§ **Record set**:

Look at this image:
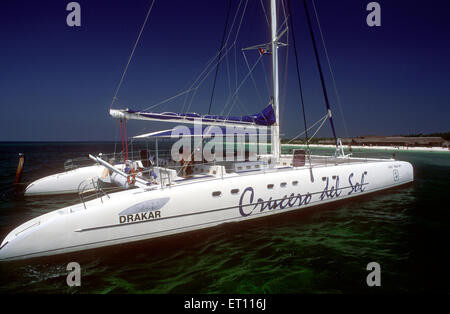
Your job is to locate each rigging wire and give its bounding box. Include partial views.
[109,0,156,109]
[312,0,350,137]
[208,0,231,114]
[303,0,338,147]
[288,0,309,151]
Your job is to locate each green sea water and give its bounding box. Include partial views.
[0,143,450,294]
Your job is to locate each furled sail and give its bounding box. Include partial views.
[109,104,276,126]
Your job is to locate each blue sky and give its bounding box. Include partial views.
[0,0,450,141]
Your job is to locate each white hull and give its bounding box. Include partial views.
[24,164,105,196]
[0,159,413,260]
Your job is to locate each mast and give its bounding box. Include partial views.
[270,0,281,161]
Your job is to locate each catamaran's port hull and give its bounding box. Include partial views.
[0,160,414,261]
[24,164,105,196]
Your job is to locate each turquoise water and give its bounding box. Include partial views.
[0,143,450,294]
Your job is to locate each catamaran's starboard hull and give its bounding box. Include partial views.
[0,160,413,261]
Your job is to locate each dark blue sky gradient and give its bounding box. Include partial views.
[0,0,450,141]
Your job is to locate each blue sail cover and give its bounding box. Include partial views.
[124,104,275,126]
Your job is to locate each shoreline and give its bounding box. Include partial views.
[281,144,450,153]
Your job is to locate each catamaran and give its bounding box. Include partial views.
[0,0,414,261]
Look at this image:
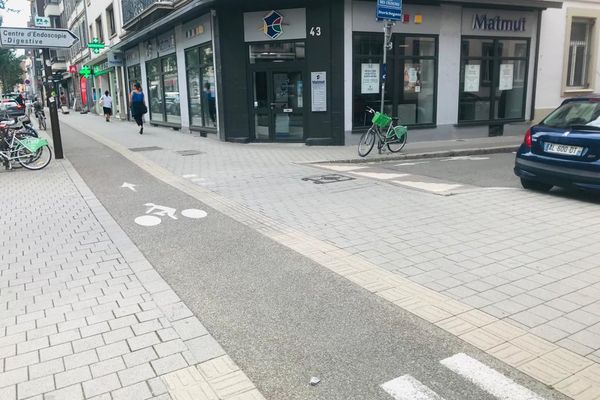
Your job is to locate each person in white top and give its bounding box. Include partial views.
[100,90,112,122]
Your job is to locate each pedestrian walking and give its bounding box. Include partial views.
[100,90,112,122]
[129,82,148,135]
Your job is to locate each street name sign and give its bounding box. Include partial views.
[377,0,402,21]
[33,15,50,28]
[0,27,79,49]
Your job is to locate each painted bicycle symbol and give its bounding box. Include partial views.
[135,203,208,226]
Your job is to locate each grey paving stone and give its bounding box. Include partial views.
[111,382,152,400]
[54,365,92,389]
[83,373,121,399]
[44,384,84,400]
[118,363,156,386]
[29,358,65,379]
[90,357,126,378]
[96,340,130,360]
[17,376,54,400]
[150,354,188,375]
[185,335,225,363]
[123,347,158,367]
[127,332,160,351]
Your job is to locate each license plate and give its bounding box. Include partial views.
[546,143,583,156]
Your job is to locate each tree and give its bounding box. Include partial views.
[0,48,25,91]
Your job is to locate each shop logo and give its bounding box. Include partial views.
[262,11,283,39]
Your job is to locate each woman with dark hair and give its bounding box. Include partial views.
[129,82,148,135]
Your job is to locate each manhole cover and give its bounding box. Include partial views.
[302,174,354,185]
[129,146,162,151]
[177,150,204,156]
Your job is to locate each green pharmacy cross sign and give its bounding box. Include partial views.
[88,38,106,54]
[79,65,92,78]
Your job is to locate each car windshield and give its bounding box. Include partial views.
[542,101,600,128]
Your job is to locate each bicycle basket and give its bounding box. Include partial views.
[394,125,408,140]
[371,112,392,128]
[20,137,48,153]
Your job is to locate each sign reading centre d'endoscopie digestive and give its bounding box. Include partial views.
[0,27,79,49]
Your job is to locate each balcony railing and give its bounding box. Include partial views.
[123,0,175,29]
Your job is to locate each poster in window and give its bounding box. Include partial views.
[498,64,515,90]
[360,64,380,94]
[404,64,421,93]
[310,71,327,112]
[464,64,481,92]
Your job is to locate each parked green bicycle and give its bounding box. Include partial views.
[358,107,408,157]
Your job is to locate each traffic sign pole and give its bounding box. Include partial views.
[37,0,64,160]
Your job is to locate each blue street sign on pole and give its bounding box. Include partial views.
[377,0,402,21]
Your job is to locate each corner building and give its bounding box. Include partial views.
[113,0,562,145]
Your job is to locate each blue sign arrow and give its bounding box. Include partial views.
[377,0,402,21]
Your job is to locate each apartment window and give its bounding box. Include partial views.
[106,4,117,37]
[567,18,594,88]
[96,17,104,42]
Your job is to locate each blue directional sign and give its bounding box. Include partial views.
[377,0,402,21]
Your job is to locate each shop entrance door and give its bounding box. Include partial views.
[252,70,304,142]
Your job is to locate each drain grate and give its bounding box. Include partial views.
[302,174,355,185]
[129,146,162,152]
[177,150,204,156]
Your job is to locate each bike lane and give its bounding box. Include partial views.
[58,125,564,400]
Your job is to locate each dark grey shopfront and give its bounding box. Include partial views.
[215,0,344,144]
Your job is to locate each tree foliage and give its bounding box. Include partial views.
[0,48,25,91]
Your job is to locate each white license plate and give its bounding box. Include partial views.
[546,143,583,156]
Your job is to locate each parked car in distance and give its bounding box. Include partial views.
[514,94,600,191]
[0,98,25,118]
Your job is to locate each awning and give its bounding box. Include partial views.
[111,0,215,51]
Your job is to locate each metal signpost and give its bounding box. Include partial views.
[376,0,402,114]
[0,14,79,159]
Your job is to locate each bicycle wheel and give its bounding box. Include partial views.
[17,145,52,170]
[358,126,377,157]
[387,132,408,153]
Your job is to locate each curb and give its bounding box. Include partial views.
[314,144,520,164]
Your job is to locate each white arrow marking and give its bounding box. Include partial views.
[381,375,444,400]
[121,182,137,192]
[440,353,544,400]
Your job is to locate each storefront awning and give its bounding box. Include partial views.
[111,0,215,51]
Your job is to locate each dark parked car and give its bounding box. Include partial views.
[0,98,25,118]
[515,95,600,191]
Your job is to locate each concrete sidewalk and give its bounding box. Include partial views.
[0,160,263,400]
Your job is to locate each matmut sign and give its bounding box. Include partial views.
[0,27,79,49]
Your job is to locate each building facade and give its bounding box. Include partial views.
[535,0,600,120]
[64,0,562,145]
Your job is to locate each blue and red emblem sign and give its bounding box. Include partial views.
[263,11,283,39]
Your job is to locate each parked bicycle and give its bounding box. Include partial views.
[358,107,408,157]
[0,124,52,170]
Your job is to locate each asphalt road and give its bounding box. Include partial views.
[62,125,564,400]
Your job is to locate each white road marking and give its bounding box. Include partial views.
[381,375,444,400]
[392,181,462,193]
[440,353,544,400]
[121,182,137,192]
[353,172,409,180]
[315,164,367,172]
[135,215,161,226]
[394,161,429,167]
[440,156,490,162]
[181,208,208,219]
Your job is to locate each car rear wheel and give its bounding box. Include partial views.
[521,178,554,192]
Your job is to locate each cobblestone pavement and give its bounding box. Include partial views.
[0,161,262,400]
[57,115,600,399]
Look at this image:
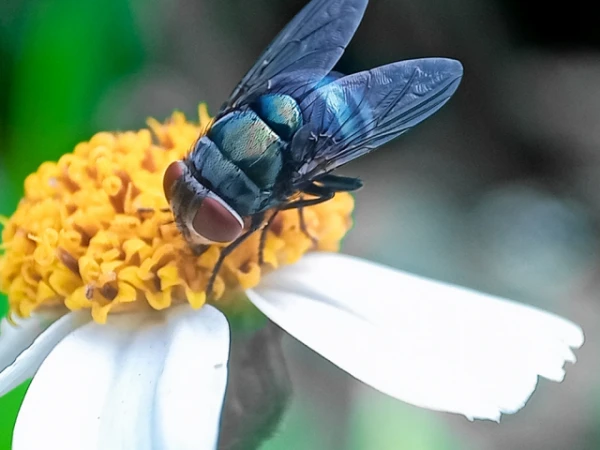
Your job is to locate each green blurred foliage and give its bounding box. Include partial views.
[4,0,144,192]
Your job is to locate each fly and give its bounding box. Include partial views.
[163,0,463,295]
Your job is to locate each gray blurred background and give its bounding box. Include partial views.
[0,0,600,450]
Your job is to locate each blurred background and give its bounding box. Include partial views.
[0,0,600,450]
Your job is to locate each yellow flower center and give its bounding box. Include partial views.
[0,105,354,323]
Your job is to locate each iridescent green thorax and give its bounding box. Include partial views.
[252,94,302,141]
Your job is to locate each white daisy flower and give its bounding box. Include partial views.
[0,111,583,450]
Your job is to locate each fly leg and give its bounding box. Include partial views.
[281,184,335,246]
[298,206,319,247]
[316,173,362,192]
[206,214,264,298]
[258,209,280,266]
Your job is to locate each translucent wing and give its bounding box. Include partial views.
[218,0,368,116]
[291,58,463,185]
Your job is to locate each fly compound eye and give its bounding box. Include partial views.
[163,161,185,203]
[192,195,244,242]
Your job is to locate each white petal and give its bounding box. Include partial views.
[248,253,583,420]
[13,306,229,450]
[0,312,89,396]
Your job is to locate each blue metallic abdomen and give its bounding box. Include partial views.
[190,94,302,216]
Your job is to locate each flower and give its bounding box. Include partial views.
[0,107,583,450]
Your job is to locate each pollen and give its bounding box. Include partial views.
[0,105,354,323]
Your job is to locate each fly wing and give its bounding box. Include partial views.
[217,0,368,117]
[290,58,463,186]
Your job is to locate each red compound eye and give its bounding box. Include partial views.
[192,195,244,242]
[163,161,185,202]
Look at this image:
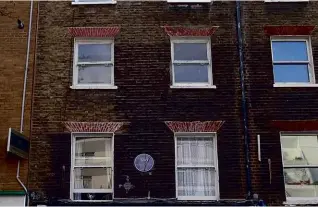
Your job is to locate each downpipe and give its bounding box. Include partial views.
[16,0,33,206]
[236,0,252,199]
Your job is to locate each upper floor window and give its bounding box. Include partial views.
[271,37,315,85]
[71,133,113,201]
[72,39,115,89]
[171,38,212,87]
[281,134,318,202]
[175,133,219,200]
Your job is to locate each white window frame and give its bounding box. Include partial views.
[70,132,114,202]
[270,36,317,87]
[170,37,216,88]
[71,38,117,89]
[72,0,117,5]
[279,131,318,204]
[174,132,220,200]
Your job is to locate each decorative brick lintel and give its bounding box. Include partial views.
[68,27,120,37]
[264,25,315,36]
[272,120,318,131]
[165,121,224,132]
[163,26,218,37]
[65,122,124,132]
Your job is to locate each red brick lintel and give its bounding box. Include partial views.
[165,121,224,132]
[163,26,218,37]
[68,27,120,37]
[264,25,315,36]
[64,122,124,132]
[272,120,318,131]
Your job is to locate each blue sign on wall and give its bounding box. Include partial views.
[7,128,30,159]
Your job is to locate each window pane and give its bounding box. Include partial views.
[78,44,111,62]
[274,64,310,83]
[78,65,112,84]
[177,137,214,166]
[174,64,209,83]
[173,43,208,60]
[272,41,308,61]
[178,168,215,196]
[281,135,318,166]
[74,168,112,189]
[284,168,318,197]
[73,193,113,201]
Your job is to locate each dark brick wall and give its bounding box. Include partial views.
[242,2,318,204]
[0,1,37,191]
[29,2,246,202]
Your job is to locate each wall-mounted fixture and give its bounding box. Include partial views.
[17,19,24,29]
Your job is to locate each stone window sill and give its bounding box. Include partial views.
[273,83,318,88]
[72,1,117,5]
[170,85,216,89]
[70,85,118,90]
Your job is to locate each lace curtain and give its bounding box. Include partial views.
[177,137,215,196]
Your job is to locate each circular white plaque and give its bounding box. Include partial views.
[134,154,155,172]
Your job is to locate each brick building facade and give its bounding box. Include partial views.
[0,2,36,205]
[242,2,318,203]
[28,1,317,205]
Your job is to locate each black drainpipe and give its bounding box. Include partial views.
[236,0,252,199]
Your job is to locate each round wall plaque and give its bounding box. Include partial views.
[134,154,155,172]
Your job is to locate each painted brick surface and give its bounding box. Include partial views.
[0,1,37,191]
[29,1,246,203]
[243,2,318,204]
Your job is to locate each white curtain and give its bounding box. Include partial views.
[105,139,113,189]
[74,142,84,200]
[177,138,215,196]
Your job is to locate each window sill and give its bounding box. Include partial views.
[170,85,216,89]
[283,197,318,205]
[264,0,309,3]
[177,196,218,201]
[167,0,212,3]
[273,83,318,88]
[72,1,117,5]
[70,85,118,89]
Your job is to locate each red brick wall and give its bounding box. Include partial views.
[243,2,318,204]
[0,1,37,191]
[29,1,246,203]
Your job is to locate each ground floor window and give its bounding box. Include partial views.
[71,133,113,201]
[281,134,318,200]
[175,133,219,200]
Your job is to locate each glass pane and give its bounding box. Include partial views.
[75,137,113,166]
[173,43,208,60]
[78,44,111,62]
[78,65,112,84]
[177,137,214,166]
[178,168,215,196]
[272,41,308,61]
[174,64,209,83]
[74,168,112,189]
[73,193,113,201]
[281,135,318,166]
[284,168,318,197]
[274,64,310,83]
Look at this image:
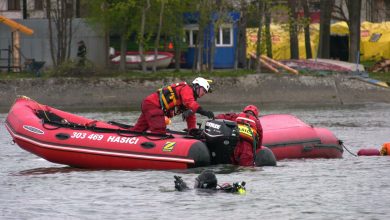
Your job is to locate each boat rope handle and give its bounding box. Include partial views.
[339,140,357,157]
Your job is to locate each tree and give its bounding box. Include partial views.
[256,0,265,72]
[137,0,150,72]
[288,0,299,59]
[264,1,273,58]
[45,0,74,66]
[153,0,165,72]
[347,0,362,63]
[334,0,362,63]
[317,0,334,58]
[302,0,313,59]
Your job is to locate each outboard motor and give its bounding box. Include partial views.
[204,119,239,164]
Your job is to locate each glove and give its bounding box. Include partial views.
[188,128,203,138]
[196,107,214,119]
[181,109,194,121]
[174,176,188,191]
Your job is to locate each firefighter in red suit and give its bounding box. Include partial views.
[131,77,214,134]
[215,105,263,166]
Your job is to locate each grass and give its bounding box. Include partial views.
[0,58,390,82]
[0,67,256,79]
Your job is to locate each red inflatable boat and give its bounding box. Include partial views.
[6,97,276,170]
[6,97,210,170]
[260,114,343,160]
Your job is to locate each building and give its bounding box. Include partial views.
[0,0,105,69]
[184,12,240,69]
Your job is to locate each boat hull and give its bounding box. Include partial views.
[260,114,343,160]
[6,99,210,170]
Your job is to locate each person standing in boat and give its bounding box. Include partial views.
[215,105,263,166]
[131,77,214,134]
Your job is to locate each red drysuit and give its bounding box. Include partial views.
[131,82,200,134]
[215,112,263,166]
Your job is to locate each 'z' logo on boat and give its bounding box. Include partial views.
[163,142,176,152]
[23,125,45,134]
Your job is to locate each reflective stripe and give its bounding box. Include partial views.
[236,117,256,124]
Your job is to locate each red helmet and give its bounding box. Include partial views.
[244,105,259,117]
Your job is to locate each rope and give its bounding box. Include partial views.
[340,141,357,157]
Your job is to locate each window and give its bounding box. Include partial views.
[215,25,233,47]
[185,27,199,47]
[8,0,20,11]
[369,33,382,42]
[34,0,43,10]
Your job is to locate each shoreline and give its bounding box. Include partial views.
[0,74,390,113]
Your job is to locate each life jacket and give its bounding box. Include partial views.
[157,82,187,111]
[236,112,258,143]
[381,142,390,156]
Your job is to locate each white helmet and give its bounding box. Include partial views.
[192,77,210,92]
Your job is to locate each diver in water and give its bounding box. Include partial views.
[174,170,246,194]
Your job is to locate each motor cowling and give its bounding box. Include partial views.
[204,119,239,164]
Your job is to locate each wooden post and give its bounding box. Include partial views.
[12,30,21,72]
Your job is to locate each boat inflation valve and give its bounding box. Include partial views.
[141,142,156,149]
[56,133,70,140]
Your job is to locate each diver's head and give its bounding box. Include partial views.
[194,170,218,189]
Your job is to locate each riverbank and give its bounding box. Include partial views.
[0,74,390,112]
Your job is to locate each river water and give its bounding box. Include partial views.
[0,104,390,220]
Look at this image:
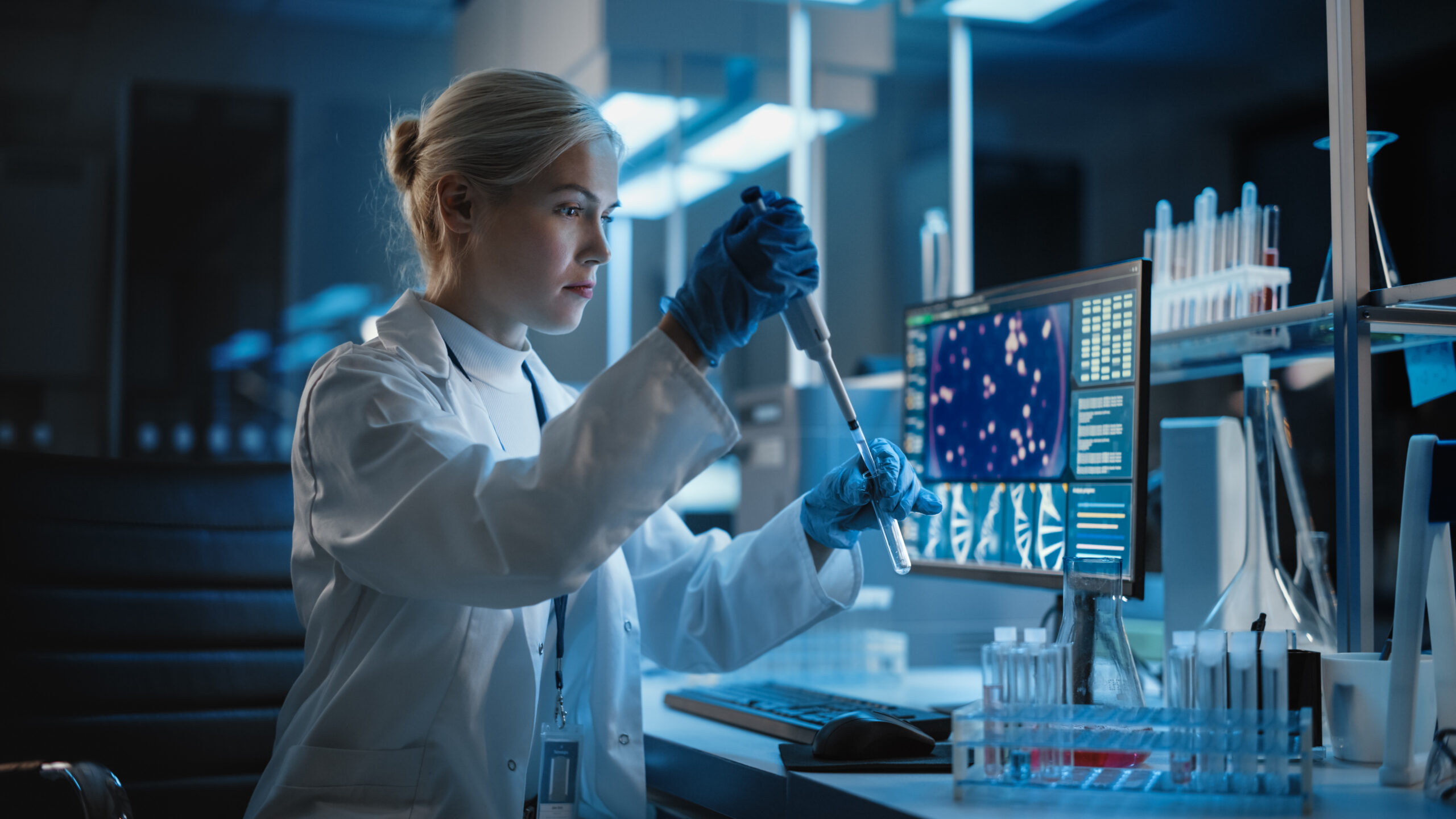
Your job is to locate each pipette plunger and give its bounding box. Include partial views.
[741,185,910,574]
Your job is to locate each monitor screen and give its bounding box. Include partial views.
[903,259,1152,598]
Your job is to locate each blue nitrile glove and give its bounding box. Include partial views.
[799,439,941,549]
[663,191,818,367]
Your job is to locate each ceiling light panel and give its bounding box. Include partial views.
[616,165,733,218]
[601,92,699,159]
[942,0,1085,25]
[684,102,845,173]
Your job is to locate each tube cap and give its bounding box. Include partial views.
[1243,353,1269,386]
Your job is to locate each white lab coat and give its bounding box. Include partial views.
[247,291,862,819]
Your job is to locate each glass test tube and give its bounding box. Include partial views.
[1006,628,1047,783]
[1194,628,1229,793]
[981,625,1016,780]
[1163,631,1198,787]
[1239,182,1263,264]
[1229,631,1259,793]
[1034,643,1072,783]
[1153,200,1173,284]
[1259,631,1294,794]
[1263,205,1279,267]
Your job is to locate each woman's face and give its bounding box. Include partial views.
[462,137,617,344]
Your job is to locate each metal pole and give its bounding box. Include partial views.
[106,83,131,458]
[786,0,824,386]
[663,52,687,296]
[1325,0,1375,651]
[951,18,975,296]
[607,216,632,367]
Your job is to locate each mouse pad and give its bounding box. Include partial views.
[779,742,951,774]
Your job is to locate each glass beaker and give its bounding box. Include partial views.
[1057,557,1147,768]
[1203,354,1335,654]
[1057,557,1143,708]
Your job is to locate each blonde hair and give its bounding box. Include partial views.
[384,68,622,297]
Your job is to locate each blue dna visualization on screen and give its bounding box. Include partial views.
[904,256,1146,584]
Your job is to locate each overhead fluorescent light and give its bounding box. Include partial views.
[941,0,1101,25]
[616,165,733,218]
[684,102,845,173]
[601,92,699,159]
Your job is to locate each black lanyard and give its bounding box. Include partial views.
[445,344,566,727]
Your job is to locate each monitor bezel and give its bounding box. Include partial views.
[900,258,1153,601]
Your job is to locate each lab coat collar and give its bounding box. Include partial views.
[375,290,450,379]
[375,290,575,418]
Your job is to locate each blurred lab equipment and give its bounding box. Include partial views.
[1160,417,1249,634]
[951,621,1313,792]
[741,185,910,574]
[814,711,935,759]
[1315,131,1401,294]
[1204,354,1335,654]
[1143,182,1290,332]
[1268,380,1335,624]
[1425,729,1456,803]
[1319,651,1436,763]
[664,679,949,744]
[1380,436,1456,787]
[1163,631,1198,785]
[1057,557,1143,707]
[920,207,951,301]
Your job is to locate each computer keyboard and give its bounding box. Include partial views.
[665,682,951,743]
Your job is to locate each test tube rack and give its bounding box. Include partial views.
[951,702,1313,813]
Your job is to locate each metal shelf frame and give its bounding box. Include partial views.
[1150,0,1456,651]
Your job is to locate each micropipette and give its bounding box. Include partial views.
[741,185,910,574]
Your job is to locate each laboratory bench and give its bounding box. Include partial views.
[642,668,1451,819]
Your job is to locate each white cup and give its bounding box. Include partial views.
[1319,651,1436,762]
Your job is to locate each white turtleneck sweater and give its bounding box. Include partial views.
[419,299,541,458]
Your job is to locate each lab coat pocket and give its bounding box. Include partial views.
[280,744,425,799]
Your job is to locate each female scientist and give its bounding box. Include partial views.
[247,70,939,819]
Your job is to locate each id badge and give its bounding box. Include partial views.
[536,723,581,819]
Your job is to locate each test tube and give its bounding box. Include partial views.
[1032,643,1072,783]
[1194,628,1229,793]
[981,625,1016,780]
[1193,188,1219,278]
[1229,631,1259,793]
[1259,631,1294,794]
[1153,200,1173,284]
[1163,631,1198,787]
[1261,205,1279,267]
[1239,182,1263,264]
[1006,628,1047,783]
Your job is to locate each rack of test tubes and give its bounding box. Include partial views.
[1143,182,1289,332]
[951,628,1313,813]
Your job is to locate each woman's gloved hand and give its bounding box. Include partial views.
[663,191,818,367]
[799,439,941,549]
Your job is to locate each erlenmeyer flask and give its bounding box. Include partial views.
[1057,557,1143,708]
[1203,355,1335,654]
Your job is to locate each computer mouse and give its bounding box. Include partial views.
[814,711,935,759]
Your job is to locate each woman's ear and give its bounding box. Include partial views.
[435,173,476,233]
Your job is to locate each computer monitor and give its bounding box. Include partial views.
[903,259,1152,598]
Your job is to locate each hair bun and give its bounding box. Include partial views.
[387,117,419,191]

§ **Written problem**: Output the rows from the line containing "Your job is to locate each balcony" through the line containing "[464,64,481,92]" as a two-column CSV with the headers text and answer. Use one line per row, put each field in double quotes, and replace any line breaks inside a field with spaces.

§ **Output of the exercise**:
text,answer
"Your job is to locate each balcony railing and give its bounding box. Include partial views.","[123,0,175,29]"
"Your job is to locate each poster in window and give its bounding box. Include partial views.","[498,64,515,90] [360,64,380,94] [404,64,421,93] [310,71,327,112] [464,64,481,92]"